Only the pictures are left out: repeat the rest of the entries exactly.

** start of INFORMATION SHOWN **

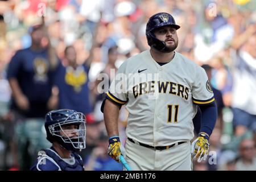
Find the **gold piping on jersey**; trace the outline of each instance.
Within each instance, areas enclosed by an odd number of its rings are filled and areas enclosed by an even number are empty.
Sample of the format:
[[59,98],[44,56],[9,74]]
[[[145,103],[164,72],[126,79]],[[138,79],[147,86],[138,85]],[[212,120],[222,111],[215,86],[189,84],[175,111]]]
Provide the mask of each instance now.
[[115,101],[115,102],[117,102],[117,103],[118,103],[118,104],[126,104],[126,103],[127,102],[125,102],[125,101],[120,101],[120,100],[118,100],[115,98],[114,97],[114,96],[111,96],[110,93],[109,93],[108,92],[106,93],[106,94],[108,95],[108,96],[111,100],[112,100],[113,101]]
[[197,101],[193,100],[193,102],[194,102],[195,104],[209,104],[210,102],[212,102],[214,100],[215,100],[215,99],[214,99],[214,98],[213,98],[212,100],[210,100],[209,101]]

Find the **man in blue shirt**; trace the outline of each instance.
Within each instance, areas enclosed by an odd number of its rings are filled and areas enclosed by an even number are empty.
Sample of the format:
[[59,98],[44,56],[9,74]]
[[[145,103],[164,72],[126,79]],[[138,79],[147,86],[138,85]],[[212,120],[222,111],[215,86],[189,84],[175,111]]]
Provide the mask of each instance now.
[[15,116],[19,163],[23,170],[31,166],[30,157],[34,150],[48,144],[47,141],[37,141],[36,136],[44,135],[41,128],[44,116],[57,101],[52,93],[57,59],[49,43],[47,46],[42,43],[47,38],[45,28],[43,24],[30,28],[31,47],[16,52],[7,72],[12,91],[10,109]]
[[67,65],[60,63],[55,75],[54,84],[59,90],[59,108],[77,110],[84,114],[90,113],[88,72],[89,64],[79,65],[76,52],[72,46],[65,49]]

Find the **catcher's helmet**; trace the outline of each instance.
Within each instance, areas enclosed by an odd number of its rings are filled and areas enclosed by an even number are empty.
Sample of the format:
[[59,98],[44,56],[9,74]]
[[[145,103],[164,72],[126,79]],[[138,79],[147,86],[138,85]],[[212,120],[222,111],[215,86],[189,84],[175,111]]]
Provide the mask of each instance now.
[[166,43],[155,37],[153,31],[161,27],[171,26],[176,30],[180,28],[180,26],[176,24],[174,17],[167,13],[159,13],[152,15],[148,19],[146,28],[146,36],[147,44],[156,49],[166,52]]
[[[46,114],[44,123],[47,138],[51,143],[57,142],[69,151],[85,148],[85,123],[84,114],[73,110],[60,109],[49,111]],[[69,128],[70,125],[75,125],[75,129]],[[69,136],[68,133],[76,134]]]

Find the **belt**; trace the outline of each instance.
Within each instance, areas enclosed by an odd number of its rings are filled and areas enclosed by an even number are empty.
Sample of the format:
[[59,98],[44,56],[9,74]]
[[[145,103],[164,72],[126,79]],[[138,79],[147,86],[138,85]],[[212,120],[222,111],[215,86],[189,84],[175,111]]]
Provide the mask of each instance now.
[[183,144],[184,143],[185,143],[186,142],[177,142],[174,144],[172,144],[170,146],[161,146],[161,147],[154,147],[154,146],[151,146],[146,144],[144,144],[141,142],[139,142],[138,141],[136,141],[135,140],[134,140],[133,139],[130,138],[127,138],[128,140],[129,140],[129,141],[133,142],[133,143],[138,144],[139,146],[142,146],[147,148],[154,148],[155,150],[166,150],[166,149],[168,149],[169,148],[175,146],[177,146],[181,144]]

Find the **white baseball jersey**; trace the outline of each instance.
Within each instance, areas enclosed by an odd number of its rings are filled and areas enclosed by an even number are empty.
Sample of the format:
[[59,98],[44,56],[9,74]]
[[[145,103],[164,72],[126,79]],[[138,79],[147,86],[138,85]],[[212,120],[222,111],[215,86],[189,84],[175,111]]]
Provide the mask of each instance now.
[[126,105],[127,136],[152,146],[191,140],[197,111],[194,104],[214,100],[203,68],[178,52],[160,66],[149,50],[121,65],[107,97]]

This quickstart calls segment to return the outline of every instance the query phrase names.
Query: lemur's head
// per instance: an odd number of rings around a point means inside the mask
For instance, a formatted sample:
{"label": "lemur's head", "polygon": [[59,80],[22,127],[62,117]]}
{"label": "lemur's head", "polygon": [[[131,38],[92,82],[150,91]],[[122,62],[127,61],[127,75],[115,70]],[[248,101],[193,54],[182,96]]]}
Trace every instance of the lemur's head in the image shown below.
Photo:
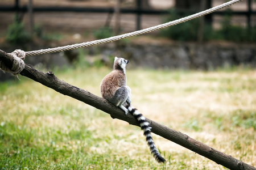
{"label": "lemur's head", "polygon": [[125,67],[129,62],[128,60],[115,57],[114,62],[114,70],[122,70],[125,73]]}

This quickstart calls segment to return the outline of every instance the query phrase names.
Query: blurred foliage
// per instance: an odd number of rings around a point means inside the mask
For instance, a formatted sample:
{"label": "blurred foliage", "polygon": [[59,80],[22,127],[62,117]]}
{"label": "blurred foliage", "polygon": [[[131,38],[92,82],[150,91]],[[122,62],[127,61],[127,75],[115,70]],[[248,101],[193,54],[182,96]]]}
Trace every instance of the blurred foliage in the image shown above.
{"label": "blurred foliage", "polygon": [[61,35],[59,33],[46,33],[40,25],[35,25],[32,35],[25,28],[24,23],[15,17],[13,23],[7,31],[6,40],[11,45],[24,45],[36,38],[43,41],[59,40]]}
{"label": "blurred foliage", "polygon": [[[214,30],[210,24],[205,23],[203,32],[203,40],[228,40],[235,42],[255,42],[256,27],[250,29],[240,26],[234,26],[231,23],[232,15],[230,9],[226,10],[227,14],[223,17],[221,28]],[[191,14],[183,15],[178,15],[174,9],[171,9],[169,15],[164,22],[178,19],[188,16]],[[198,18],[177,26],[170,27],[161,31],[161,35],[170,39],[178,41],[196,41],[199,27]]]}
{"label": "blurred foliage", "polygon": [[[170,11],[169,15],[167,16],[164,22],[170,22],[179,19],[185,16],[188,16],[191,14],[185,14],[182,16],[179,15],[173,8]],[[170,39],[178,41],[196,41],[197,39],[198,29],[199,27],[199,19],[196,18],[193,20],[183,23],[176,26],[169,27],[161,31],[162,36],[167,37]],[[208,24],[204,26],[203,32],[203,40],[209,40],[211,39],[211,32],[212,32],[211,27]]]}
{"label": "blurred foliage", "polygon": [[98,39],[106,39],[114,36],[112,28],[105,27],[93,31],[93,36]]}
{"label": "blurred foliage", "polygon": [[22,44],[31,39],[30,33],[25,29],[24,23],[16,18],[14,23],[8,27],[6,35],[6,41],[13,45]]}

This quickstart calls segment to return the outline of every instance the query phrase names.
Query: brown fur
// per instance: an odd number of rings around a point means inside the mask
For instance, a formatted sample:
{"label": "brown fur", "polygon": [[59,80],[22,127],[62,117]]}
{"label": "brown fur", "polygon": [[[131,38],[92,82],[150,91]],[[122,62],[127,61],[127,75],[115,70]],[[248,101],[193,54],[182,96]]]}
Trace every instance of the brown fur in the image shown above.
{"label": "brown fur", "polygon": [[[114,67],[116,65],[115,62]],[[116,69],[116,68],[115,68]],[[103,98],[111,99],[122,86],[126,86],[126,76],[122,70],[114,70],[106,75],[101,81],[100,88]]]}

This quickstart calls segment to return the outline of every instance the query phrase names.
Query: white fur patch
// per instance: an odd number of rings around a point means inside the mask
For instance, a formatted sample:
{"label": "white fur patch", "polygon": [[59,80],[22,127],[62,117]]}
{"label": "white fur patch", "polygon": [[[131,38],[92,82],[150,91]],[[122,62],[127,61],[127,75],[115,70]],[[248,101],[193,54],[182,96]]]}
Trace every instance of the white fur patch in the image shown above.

** end of INFORMATION SHOWN **

[ANSWER TO THIS TASK]
Find the **gold piping on jersey**; trace the outline of each instance.
Within each instance, areas enclosed by an odd number of its rings are filled and areas enclosed by an even number are empty.
Sample of the format:
[[59,98],[44,56],[9,74]]
[[[145,103],[164,72],[126,79]],[[138,79],[147,86],[138,85]],[[212,120],[222,111],[215,86],[189,84],[175,111]]]
Provide the mask of each instance now.
[[115,101],[115,102],[117,102],[117,103],[118,103],[118,104],[126,104],[126,103],[127,102],[125,102],[125,101],[120,101],[120,100],[118,100],[115,98],[114,97],[114,96],[111,96],[110,93],[109,93],[108,92],[106,93],[106,94],[108,95],[108,96],[111,100],[112,100],[113,101]]
[[197,101],[193,100],[193,102],[194,102],[195,104],[209,104],[210,102],[212,102],[214,100],[215,100],[215,99],[214,99],[214,98],[213,98],[212,100],[210,100],[209,101]]

Find the **man in blue shirt**; trace the outline of each instance.
Within each instance, areas enclosed by an odd number of its rings are filled and areas enclosed by an even number are empty.
Sample of the format:
[[59,98],[44,56],[9,74]]
[[[145,103],[164,72],[126,79]],[[138,79],[147,86],[138,85]],[[212,120],[222,111],[215,86],[189,84],[175,111]]]
Provide the mask of each instance now.
[[15,116],[19,163],[23,170],[31,166],[30,157],[34,150],[48,144],[47,141],[37,141],[36,136],[44,135],[41,128],[44,116],[57,101],[52,93],[57,59],[49,43],[47,46],[42,43],[47,38],[45,28],[43,24],[30,28],[31,47],[16,52],[7,72],[12,91],[10,109]]
[[67,65],[60,63],[55,75],[54,84],[59,90],[59,108],[77,110],[84,114],[90,113],[88,72],[89,64],[79,65],[76,52],[72,46],[65,49]]

Find the **catcher's helmet**; trace the outline of each instance.
Within each instance, areas enclosed by an odd number of its rings are filled and areas enclosed by an even number are empty.
Sample of the format:
[[59,98],[44,56],[9,74]]
[[[145,103],[164,72],[126,79]],[[138,79],[147,86],[138,85]],[[212,120],[222,111],[215,86],[189,84],[175,111]]]
Provide the mask of each instance now.
[[166,43],[155,37],[153,31],[161,27],[171,26],[176,30],[180,28],[180,26],[176,24],[174,17],[167,13],[159,13],[152,15],[148,19],[146,28],[146,36],[147,44],[156,49],[166,52]]
[[[46,114],[44,123],[47,138],[51,143],[57,142],[69,151],[85,148],[85,123],[84,114],[73,110],[60,109],[49,111]],[[69,128],[70,125],[75,125],[75,129]],[[69,136],[68,133],[76,134]]]

Find the **belt**; trace the outline of each instance.
Within each instance, areas enclosed by an odd number of its rings are filled and areas enclosed by an even number are empty.
Sample of the format:
[[59,98],[44,56],[9,74]]
[[[145,103],[164,72],[126,79]],[[138,79],[147,86],[138,85]],[[212,120],[222,111],[215,86],[189,84],[175,111]]]
Provide the mask of each instance now.
[[183,144],[184,143],[185,143],[186,142],[177,142],[174,144],[172,144],[170,146],[161,146],[161,147],[154,147],[154,146],[151,146],[146,144],[144,144],[141,142],[139,142],[138,141],[136,141],[135,140],[134,140],[133,139],[130,138],[127,138],[128,140],[129,140],[129,141],[133,142],[133,143],[138,144],[139,146],[142,146],[147,148],[154,148],[155,150],[166,150],[166,149],[168,149],[169,148],[175,146],[177,146],[181,144]]

Find the **white baseball jersey**; trace the outline of each instance.
Within each instance, areas enclosed by an odd number of its rings are filled and areas enclosed by an even number are empty.
Sample of the format:
[[59,98],[44,56],[9,74]]
[[[145,103],[164,72],[126,79]],[[138,79],[147,86],[138,85]],[[212,120],[222,111],[215,86],[189,84],[175,111]]]
Provide the mask of each instance now.
[[126,105],[127,136],[152,146],[191,140],[197,111],[194,104],[214,100],[203,68],[178,52],[160,66],[149,50],[121,65],[107,97]]

This quickstart calls segment to return the outline of every instance the query phrase names.
Query: lemur's head
// per instance: an odd number of rings around a point means inside the mask
For instance, a formatted sample:
{"label": "lemur's head", "polygon": [[59,80],[22,127],[62,117]]}
{"label": "lemur's head", "polygon": [[[131,38],[92,82],[150,91]],[[122,62],[127,61],[127,75],[115,70]],[[248,101],[193,54],[182,96]]]}
Trace every instance of the lemur's head in the image shown below.
Photo:
{"label": "lemur's head", "polygon": [[125,67],[129,62],[128,60],[115,57],[114,62],[114,70],[122,70],[125,73]]}

This quickstart calls segment to return the outline of every instance the query phrase names.
Query: blurred foliage
// per instance: an odd number of rings around a point means inside the mask
For instance, a formatted sample:
{"label": "blurred foliage", "polygon": [[59,80],[22,127],[62,117]]}
{"label": "blurred foliage", "polygon": [[[131,38],[92,82],[150,91]],[[122,62],[127,61],[127,75],[115,70]],[[248,101],[193,54],[182,96]]]}
Trace every instance of the blurred foliage in the image shown above.
{"label": "blurred foliage", "polygon": [[61,35],[59,33],[46,33],[40,25],[35,25],[32,35],[25,28],[24,23],[15,17],[13,23],[7,31],[6,40],[11,45],[24,45],[36,38],[43,41],[59,40]]}
{"label": "blurred foliage", "polygon": [[[214,30],[210,24],[205,23],[203,32],[203,40],[228,40],[235,42],[255,42],[256,27],[250,29],[240,26],[234,26],[231,23],[232,15],[230,9],[226,10],[227,14],[223,17],[221,28]],[[191,14],[183,15],[178,15],[174,9],[171,9],[169,15],[164,22],[178,19],[188,16]],[[198,18],[177,26],[170,27],[161,31],[161,35],[170,39],[178,41],[196,41],[199,27]]]}
{"label": "blurred foliage", "polygon": [[[170,11],[169,15],[167,16],[164,22],[170,22],[179,19],[185,16],[188,16],[191,14],[185,14],[182,16],[179,15],[173,8]],[[170,39],[178,41],[196,41],[197,39],[198,29],[199,27],[199,19],[196,18],[193,20],[183,23],[176,26],[169,27],[161,31],[162,36],[167,37]],[[208,24],[204,26],[203,32],[203,40],[209,40],[211,39],[211,32],[212,32],[211,27]]]}
{"label": "blurred foliage", "polygon": [[98,39],[106,39],[114,36],[112,28],[105,27],[93,31],[93,36]]}
{"label": "blurred foliage", "polygon": [[22,44],[31,39],[30,33],[25,29],[24,23],[16,18],[14,23],[8,27],[6,35],[6,41],[13,45]]}

This quickstart calls segment to return the outline of every instance the query phrase names.
Query: brown fur
// per instance: an odd number of rings around a point means inside the mask
For instance, a formatted sample:
{"label": "brown fur", "polygon": [[59,80],[22,127],[62,117]]}
{"label": "brown fur", "polygon": [[[131,38],[92,82],[150,91]],[[122,62],[127,61],[127,75],[115,70]],[[248,101],[193,54],[182,96]]]}
Trace every instance of the brown fur in the image shown above.
{"label": "brown fur", "polygon": [[[114,67],[116,65],[115,62]],[[116,69],[116,68],[115,68]],[[103,98],[111,99],[122,86],[126,86],[126,76],[122,70],[114,70],[106,75],[101,81],[100,88]]]}

This quickstart calls segment to return the outline of every instance the query phrase names.
Query: white fur patch
// per instance: an odd number of rings around a point means inside the mask
For instance, a formatted sample:
{"label": "white fur patch", "polygon": [[59,80],[22,127],[62,117]]}
{"label": "white fur patch", "polygon": [[[131,38],[92,82],[150,91]],[[122,62],[127,61],[127,75],[115,70]],[[248,101],[193,54],[182,96]]]}
Trace every instance of the white fur patch in the image shown above.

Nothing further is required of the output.